[ОТРЫВОК ТЕКСТА]

За мартовскими событиями 1917 года в Хабаровске День взятия Бастилии, как сказал классик, чуть было не прошел зря, но редакция «Старых газет» вовремя спохватилась. 😄
Итак, 14 июля 1789 года доблестные французы захватили и разрушили оплот феодальной тирании, подкинули дров в уже вполне закипающую буржуазную революцию, а попутно выпустили из тюрьмы маркиза де Сада, который в этой самой Бастилии сидел (чисто случайно получилось, никто не планировал специально). Говорят, именно этот главный садист всех времен и народов закричал в окно «Здесь избивают заключенных!», что стало окончательным катализатором вооруженного бунта. Очень символично с учетом последующих событий. 👍🏻
Непосредственно причиной взрыва народного возмущения стала …как все похоже… отставка Жака Неккера, который пытался проводить экономические реформы и заставлял королевский двор несколько ужаться в тратах на себя.
К столетию событий 14 июля в Париже журнал «Нива» (№22, 1889 г) выпустил статью с говорящим больше о России времен Александра III, чем о революционной Франции названием: «Кровавая годовщина во Франции (1789 – 1889)».
От текста веет очень качественным верноподданничеством, также проскакивает интересная информация о смене вектора оценки Французской революции по сравнению с оценками, бывшими еще недавно. Эпоха Победоносцева и неустанные труды его на усиление благонамеренных скреп в полной мере отражена в данной статье.

[/ОТРЫВОК ТЕКСТА]

### [ЗАДАНИЯ К ТЕКСТУ]
1. Перепишите часть заметки о взятии Бастилии, которая начинается со слов «За мартовскими событиями» и заканчивается словами «тратах на себя.», заменив «маркиза де Сада» на «знаменитого узника».
2. Продолжите заметку о взятии Бастилии, начав сразу после ее последнего предложения.

[ПРЕДОСТАВЛЕННЫЕ МАТЕРИАЛЫ]

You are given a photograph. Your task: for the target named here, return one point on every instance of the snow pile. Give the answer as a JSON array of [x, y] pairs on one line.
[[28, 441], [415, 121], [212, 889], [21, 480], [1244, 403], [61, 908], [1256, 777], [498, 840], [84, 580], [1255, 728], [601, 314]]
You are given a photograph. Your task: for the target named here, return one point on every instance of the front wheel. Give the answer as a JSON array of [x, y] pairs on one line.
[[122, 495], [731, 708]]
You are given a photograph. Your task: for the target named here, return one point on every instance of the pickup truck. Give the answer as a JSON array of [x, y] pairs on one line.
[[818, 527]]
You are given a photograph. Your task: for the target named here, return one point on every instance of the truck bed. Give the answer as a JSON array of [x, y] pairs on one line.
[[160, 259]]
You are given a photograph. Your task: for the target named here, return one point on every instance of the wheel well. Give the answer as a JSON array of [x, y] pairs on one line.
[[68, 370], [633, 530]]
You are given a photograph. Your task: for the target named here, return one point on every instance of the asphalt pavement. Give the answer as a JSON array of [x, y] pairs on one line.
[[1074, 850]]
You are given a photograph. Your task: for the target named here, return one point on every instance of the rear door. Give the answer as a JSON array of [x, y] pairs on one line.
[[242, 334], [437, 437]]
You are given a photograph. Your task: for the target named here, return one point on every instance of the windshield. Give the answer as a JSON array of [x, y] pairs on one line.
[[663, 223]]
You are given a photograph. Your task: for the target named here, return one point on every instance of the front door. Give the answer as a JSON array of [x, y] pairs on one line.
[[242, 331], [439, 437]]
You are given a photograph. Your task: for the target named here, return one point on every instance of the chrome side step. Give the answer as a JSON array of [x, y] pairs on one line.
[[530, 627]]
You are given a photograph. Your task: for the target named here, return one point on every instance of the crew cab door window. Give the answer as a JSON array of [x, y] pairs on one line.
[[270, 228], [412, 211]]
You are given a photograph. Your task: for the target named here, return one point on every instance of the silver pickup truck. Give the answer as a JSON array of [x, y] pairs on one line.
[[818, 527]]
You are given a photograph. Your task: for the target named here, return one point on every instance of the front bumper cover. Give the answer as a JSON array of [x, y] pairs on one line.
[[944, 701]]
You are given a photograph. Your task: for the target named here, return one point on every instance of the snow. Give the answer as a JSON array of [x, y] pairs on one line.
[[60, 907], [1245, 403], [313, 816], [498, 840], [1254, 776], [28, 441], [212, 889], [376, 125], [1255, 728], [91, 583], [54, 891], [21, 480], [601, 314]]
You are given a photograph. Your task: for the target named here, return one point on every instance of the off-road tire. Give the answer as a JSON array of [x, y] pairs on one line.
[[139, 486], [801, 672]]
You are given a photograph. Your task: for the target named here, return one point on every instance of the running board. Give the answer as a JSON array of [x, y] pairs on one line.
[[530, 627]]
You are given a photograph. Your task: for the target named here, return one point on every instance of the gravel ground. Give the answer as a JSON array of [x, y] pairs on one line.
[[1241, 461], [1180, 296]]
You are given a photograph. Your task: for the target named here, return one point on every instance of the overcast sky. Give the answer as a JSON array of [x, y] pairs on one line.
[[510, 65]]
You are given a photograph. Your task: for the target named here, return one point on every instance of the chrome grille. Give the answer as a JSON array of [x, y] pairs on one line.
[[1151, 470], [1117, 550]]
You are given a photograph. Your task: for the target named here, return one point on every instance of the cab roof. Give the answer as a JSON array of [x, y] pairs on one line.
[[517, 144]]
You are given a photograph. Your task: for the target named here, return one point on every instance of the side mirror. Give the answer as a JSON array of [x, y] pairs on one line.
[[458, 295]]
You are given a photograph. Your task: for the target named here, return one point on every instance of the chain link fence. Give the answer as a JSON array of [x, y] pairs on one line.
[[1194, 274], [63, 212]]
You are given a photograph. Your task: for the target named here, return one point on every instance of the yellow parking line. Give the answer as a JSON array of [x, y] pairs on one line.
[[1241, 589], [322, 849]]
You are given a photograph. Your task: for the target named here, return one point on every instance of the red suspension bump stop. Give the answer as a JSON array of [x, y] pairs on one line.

[/ПРЕДОСТАВЛЕННЫЕ МАТЕРИАЛЫ]

### [ОТВЕТЫ НА ЗАДАНИЯ]
1.
За мартовскими событиями 1917 года в Хабаровске День взятия Бастилии, как сказал классик, чуть было не прошел зря, но редакция «Старых газет» вовремя спохватилась. 😄
Итак, 14 июля 1789 года доблестные французы захватили и разрушили оплот феодальной тирании, подкинули дров в уже вполне закипающую буржуазную революцию, а попутно выпустили из тюрьмы знаменитого узника, который в этой самой Бастилии сидел (чисто случайно получилось, никто не планировал специально). Говорят, именно этот главный садист всех времен и народов закричал в окно «Здесь избивают заключенных!», что стало окончательным катализатором вооруженного бунта. Очень символично с учетом последующих событий. 👍🏻
Непосредственно причиной взрыва народного возмущения стала …как все похоже… отставка Жака Неккера, который пытался проводить экономические реформы и заставлял королевский двор несколько ужаться в тратах на себя.

2.
«Французскіе республиканцы, въ связи съ текущею парижскую выставкой, празднуютъ столѣтнюю годовщину событія, которое нѣкогда, сравнительно еще недавно, считалось международною, всемірною эрой, въ родѣ паденія Западной Римской Имперіи, бѣгства Магомета, Крестовыхъ походовъ, открытія Америки и т.п.. Стоя у подножія башни – нельзя вѣрно опредѣлить ея высоту, которая кажется громадною; нужно отодвинуться отъ этого событія на приличное разстояніе, окинуть его безпристрастнымъ взглядомъ со всѣхъ сторонъ и опредѣлить его точныя размѣры.
Кто на своемъ вѣку не читалъ громкихъ фразъ о «великой революціи», о пресловутыхъ «принципахъ 1789 года», о «правахъ человѣка», о дѣятеляхъ «конвента» и «комитета общественнаго спасенія», этихъ якобы благодѣтеляхъ человѣчества, обновившихъ миръ крещеніемъ въ морѣ пролитой ими крови? Фразами этими недавно еще переполнены были чуть не всѣ книги, до учебниковъ исторіи включительно.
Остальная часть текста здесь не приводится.